_TASK REQUIREMENTS_
The answer must be the full listing, written out exactly.

_INFORMATION SUPPLIED_
━━━━━━
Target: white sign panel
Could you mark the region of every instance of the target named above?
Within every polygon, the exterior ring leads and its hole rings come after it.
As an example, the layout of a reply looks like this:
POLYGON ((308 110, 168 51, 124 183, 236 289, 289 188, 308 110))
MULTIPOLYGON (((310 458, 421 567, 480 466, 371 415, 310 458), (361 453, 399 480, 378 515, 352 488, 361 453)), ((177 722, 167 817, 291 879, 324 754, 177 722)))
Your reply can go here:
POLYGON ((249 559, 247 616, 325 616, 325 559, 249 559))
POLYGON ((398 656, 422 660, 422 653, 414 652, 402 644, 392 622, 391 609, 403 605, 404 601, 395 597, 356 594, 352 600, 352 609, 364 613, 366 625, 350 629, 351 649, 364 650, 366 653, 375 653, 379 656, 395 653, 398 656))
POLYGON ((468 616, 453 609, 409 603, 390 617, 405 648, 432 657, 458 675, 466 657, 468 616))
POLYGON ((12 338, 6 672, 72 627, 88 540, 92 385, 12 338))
━━━━━━
_TASK SOLUTION_
Target: white sign panel
Could you mark the region of every instance of the target named above?
Within every polygon, the exterior ring leads and its hole rings come after it.
As an example, the layout of a reply looks like this:
POLYGON ((308 110, 168 51, 124 183, 236 289, 289 188, 308 110))
MULTIPOLYGON (((310 458, 421 567, 480 466, 371 415, 310 458), (361 453, 399 480, 378 515, 352 488, 361 453)), ((177 722, 167 817, 291 879, 324 754, 177 722)))
Your reply can go here:
POLYGON ((249 559, 247 616, 325 616, 325 559, 249 559))
POLYGON ((398 656, 422 660, 422 653, 414 652, 402 644, 392 622, 391 609, 403 605, 404 601, 395 597, 356 594, 352 600, 352 609, 364 613, 366 625, 350 629, 351 649, 364 650, 366 653, 375 653, 379 656, 395 653, 398 656))
POLYGON ((468 616, 453 609, 409 603, 390 617, 405 648, 432 657, 458 675, 466 657, 468 616))
POLYGON ((12 338, 6 672, 72 627, 88 540, 92 385, 12 338))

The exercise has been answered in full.